Problem to solve: Please pull out the lines word for word, starting at the beginning of the items and going on through the line with "170), (92, 174)]]", that line included. Leave the pictures out of your answer.

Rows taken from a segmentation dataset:
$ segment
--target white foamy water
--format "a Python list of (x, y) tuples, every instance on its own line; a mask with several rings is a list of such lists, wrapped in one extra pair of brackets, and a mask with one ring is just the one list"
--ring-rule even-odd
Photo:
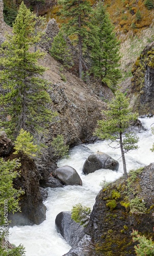
[[(140, 118), (143, 125), (147, 130), (138, 133), (139, 148), (125, 155), (127, 170), (149, 164), (154, 161), (154, 153), (150, 151), (154, 136), (150, 125), (154, 118)], [(68, 165), (74, 168), (80, 175), (83, 186), (66, 186), (63, 188), (48, 189), (48, 196), (44, 204), (47, 207), (46, 220), (39, 225), (14, 226), (9, 229), (9, 241), (25, 247), (26, 256), (62, 256), (68, 252), (70, 246), (55, 229), (57, 215), (62, 211), (71, 210), (72, 205), (81, 203), (92, 209), (95, 197), (101, 189), (100, 182), (103, 180), (113, 181), (123, 174), (120, 150), (114, 150), (108, 145), (109, 141), (77, 146), (70, 151), (70, 158), (58, 162), (58, 166)], [(84, 175), (82, 169), (88, 156), (97, 151), (110, 155), (119, 162), (117, 173), (111, 170), (98, 170), (92, 174)]]

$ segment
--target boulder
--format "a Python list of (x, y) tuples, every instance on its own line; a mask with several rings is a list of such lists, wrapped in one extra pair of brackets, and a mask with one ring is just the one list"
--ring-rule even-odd
[(13, 144), (5, 132), (0, 132), (0, 157), (8, 156), (13, 148)]
[(82, 185), (82, 181), (74, 168), (65, 165), (56, 169), (55, 174), (64, 185)]
[(75, 248), (84, 237), (84, 228), (71, 218), (70, 211), (61, 211), (55, 220), (56, 228), (72, 248)]
[[(96, 245), (97, 252), (101, 255), (107, 255), (107, 252), (111, 256), (136, 255), (135, 244), (131, 235), (133, 229), (147, 238), (151, 237), (153, 241), (154, 163), (140, 172), (132, 173), (132, 179), (128, 179), (129, 185), (126, 185), (128, 181), (122, 177), (111, 183), (105, 191), (101, 189), (96, 198), (84, 231), (92, 237)], [(120, 198), (113, 200), (112, 195), (114, 193), (119, 193)], [(134, 202), (133, 205), (133, 200), (137, 198), (140, 199), (140, 203)], [(108, 203), (114, 201), (116, 207), (109, 209)], [(131, 206), (129, 206), (129, 202), (132, 202)], [(135, 210), (134, 208), (132, 210), (134, 207)], [(151, 252), (150, 255), (153, 253)]]
[(76, 248), (72, 248), (70, 251), (63, 256), (96, 256), (95, 245), (91, 241), (91, 237), (85, 234), (83, 238), (78, 243)]
[(110, 169), (118, 170), (118, 162), (107, 154), (98, 152), (90, 155), (85, 162), (83, 172), (85, 174), (94, 173), (99, 169)]
[(20, 198), (21, 212), (10, 214), (8, 218), (11, 226), (39, 225), (45, 219), (46, 207), (42, 202), (39, 187), (39, 174), (34, 159), (22, 153), (12, 154), (10, 159), (20, 159), (20, 176), (13, 181), (16, 189), (20, 188), (24, 191)]

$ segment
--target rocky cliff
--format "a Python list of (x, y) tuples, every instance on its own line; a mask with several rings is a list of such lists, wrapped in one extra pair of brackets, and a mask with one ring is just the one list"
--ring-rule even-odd
[(146, 46), (135, 62), (129, 92), (131, 105), (140, 115), (154, 114), (154, 42)]
[(133, 229), (154, 238), (154, 164), (130, 173), (102, 189), (85, 232), (104, 255), (134, 255)]

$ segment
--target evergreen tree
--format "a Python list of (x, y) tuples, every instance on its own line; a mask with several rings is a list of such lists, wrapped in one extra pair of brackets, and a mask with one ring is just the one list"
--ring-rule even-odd
[(92, 23), (95, 25), (93, 26), (95, 45), (91, 50), (90, 72), (114, 90), (117, 80), (121, 76), (118, 68), (120, 58), (120, 43), (101, 1), (99, 2), (95, 9)]
[[(105, 119), (98, 121), (95, 135), (102, 139), (110, 139), (120, 147), (124, 174), (127, 176), (124, 154), (137, 149), (139, 138), (129, 130), (133, 121), (137, 119), (138, 114), (129, 108), (129, 99), (120, 91), (115, 93), (115, 98), (108, 104), (108, 110), (103, 111)], [(117, 148), (116, 146), (114, 148)]]
[(60, 30), (55, 36), (49, 51), (51, 55), (59, 60), (64, 67), (71, 68), (73, 65), (71, 49), (67, 45), (64, 34)]
[(22, 152), (30, 157), (35, 157), (35, 153), (39, 151), (37, 145), (34, 145), (33, 136), (31, 136), (29, 132), (21, 129), (19, 135), (14, 142), (15, 152), (13, 154), (18, 154)]
[(62, 29), (78, 47), (79, 77), (82, 78), (84, 68), (86, 68), (84, 55), (88, 45), (92, 8), (88, 0), (59, 0), (58, 3), (61, 6), (60, 11), (64, 21)]
[[(7, 210), (8, 212), (15, 212), (20, 210), (18, 205), (19, 197), (23, 194), (21, 189), (17, 190), (13, 187), (13, 180), (18, 175), (15, 170), (20, 164), (17, 159), (5, 161), (0, 158), (0, 225), (7, 224), (7, 218), (4, 214), (5, 202), (7, 202)], [(6, 215), (7, 216), (7, 215)]]
[(37, 63), (44, 53), (32, 51), (41, 36), (40, 32), (36, 34), (36, 15), (22, 2), (13, 35), (8, 35), (1, 49), (1, 125), (10, 129), (15, 137), (21, 129), (41, 131), (41, 125), (45, 126), (51, 120), (51, 111), (46, 108), (51, 102), (49, 84), (40, 76), (45, 68)]

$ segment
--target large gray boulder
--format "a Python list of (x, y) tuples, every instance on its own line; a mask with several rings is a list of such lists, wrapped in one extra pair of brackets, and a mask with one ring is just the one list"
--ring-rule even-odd
[(58, 168), (55, 172), (55, 174), (64, 185), (82, 185), (82, 181), (74, 168), (68, 165)]
[(94, 173), (99, 169), (110, 169), (118, 170), (119, 164), (118, 162), (107, 154), (98, 152), (92, 154), (85, 162), (83, 172), (85, 174)]
[(84, 237), (84, 228), (71, 218), (70, 211), (61, 211), (55, 220), (56, 228), (72, 248), (75, 248)]

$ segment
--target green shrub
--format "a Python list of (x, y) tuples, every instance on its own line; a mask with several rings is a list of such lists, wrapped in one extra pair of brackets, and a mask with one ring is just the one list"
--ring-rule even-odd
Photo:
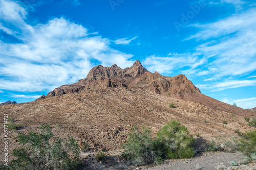
[(207, 151), (217, 152), (222, 150), (220, 144), (216, 143), (212, 139), (211, 141), (208, 142), (208, 145)]
[(248, 125), (256, 128), (256, 118), (253, 117), (252, 120), (248, 123)]
[(237, 166), (238, 164), (235, 161), (230, 161), (230, 165), (231, 166)]
[(12, 117), (8, 117), (8, 122), (14, 122), (14, 118)]
[(250, 118), (249, 117), (244, 117), (244, 119), (247, 122), (249, 122), (249, 121), (250, 121)]
[(223, 122), (222, 122), (222, 123), (223, 124), (225, 124), (225, 125), (227, 125), (227, 122), (226, 121), (223, 121)]
[(249, 163), (249, 160), (247, 159), (242, 159), (239, 161), (239, 163), (241, 165), (246, 165)]
[(8, 122), (7, 124), (7, 128), (9, 130), (15, 131), (18, 128), (20, 128), (23, 127), (23, 125), (20, 123), (17, 124), (14, 124), (12, 122)]
[(87, 152), (89, 149), (89, 145), (87, 142), (80, 143), (79, 148), (82, 152)]
[(256, 153), (256, 130), (246, 132), (240, 140), (240, 151), (247, 156)]
[(122, 157), (132, 161), (136, 166), (153, 163), (161, 160), (157, 141), (152, 138), (151, 131), (146, 128), (140, 132), (137, 127), (132, 129), (127, 143), (122, 145)]
[(98, 152), (95, 155), (95, 160), (97, 161), (103, 161), (106, 158), (106, 154), (102, 152)]
[(201, 137), (200, 134), (199, 133), (196, 133), (196, 136), (198, 137)]
[(252, 159), (256, 159), (256, 152), (253, 152), (251, 154), (250, 157)]
[(61, 126), (61, 125), (60, 125), (60, 124), (57, 124), (55, 125), (55, 126), (56, 127), (59, 128)]
[(49, 125), (41, 125), (39, 130), (40, 132), (31, 131), (28, 135), (18, 133), (19, 147), (13, 150), (12, 154), (16, 159), (11, 162), (10, 168), (75, 169), (78, 162), (73, 158), (79, 156), (76, 141), (69, 136), (66, 140), (57, 137), (53, 140)]
[(169, 107), (171, 108), (175, 108), (176, 107), (175, 107), (175, 105), (174, 104), (174, 103), (169, 103)]
[(157, 132), (159, 142), (168, 159), (189, 158), (195, 151), (191, 148), (195, 140), (184, 126), (176, 120), (171, 120)]

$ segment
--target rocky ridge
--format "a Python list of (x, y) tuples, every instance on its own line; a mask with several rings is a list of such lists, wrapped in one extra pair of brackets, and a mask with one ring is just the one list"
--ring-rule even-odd
[(116, 64), (111, 67), (99, 65), (93, 67), (85, 79), (55, 88), (37, 100), (89, 89), (108, 87), (142, 88), (158, 94), (181, 96), (186, 93), (201, 93), (198, 88), (183, 75), (170, 77), (152, 73), (136, 61), (131, 67), (122, 69)]

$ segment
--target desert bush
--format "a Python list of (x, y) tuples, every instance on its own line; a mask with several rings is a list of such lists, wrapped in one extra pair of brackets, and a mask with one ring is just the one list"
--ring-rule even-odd
[(173, 103), (169, 103), (169, 107), (171, 108), (175, 108), (175, 105)]
[(106, 158), (106, 154), (102, 152), (98, 152), (95, 155), (95, 160), (97, 161), (103, 161)]
[(251, 153), (250, 157), (252, 159), (256, 159), (256, 152), (253, 152)]
[(19, 147), (13, 150), (16, 157), (10, 167), (11, 169), (75, 169), (78, 161), (78, 145), (72, 137), (64, 140), (55, 138), (51, 126), (44, 125), (40, 132), (31, 131), (28, 135), (19, 133)]
[(244, 117), (244, 119), (247, 122), (248, 122), (249, 121), (250, 121), (250, 117)]
[(244, 137), (240, 140), (239, 149), (247, 156), (256, 153), (256, 130), (246, 132)]
[(249, 160), (248, 160), (247, 159), (242, 159), (238, 162), (238, 163), (241, 165), (246, 165), (248, 164), (249, 162)]
[(222, 150), (220, 144), (216, 143), (212, 139), (211, 141), (208, 142), (208, 145), (207, 151), (217, 152)]
[(195, 140), (188, 134), (187, 128), (176, 120), (170, 121), (157, 132), (158, 140), (167, 158), (189, 158), (194, 156), (191, 146)]
[(256, 128), (256, 118), (253, 117), (252, 120), (248, 122), (248, 125)]
[(237, 166), (238, 164), (235, 161), (230, 161), (230, 165), (231, 166)]
[(215, 141), (213, 139), (208, 142), (208, 147), (206, 151), (233, 153), (239, 149), (239, 143), (236, 137), (233, 137), (232, 141), (222, 140), (219, 142)]
[(14, 122), (14, 118), (12, 117), (9, 116), (9, 117), (8, 117), (8, 121), (9, 121), (9, 122), (11, 122), (11, 123)]
[(23, 125), (20, 123), (16, 124), (12, 122), (8, 122), (7, 124), (7, 128), (9, 130), (15, 131), (18, 128), (22, 128), (23, 126)]
[(122, 157), (130, 160), (135, 165), (153, 163), (161, 159), (158, 152), (157, 141), (151, 135), (151, 131), (143, 127), (140, 132), (134, 127), (129, 133), (127, 143), (122, 145)]
[(187, 129), (176, 120), (171, 120), (157, 132), (153, 138), (151, 131), (145, 127), (142, 131), (134, 127), (129, 134), (122, 157), (135, 165), (162, 162), (163, 158), (188, 158), (195, 155), (191, 147), (195, 140), (188, 135)]
[(89, 145), (87, 142), (80, 143), (79, 148), (82, 152), (87, 152), (89, 149)]
[(199, 133), (196, 133), (196, 136), (198, 137), (201, 137), (200, 134)]

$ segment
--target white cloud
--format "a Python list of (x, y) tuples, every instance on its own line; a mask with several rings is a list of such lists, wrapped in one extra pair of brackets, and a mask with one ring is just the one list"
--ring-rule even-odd
[(256, 86), (256, 80), (229, 80), (223, 82), (217, 82), (208, 84), (197, 84), (199, 88), (217, 91), (228, 88), (235, 88), (246, 86)]
[[(170, 73), (178, 68), (188, 66), (193, 69), (203, 64), (205, 60), (199, 59), (198, 55), (199, 54), (196, 53), (192, 54), (169, 53), (168, 57), (166, 57), (152, 55), (147, 57), (143, 64), (150, 71), (156, 71), (160, 74)], [(186, 70), (183, 71), (182, 73), (186, 74)]]
[(24, 95), (24, 94), (14, 94), (12, 95), (14, 98), (23, 98), (23, 99), (37, 99), (40, 98), (40, 95)]
[(256, 98), (245, 98), (237, 100), (231, 100), (225, 98), (222, 102), (232, 105), (236, 103), (237, 106), (244, 109), (251, 109), (256, 107)]
[(128, 39), (128, 38), (121, 38), (118, 39), (114, 41), (116, 44), (122, 44), (122, 45), (127, 45), (129, 44), (131, 41), (136, 39), (138, 37), (135, 37), (133, 38)]
[[(0, 89), (52, 90), (86, 77), (94, 66), (91, 60), (105, 66), (114, 61), (122, 68), (133, 63), (129, 60), (133, 55), (112, 48), (110, 40), (81, 25), (55, 18), (30, 26), (26, 9), (19, 4), (5, 0), (0, 3), (0, 29), (22, 42), (0, 40)], [(6, 25), (5, 18), (11, 24)]]
[[(228, 0), (222, 3), (244, 3)], [(204, 76), (204, 81), (210, 84), (203, 87), (211, 90), (255, 86), (254, 82), (243, 80), (229, 82), (226, 78), (238, 79), (256, 70), (255, 16), (256, 8), (248, 8), (214, 22), (191, 25), (199, 31), (185, 40), (199, 42), (194, 53), (169, 53), (167, 57), (150, 56), (145, 60), (145, 65), (148, 65), (150, 70), (160, 73), (184, 68), (182, 72), (187, 76)], [(214, 81), (218, 80), (224, 80), (224, 82), (216, 84)], [(242, 84), (237, 84), (240, 83)]]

Answer in full:
$ segment
--target white foamy water
--format "a Python list of (x, y) tuples, every instance on its own line; a mask with several rings is a list of such lists, wrapped in one extra pair of brackets, and a mask with one ring is just the one list"
--ring-rule even-odd
Photo:
[[(140, 118), (143, 125), (147, 130), (138, 133), (139, 148), (125, 155), (127, 170), (149, 164), (154, 161), (154, 153), (150, 151), (154, 136), (150, 125), (154, 118)], [(68, 165), (74, 168), (80, 175), (83, 186), (66, 186), (63, 188), (48, 189), (48, 196), (44, 204), (47, 207), (46, 220), (39, 225), (14, 226), (9, 229), (9, 241), (25, 247), (26, 256), (62, 256), (68, 252), (70, 246), (55, 229), (57, 215), (62, 211), (71, 210), (72, 205), (81, 203), (92, 209), (95, 197), (101, 189), (100, 182), (103, 180), (113, 181), (123, 174), (120, 150), (114, 150), (108, 145), (109, 141), (77, 146), (70, 151), (70, 158), (58, 162), (58, 166)], [(84, 175), (82, 169), (88, 156), (97, 151), (110, 155), (119, 162), (117, 173), (111, 170), (98, 170), (92, 174)]]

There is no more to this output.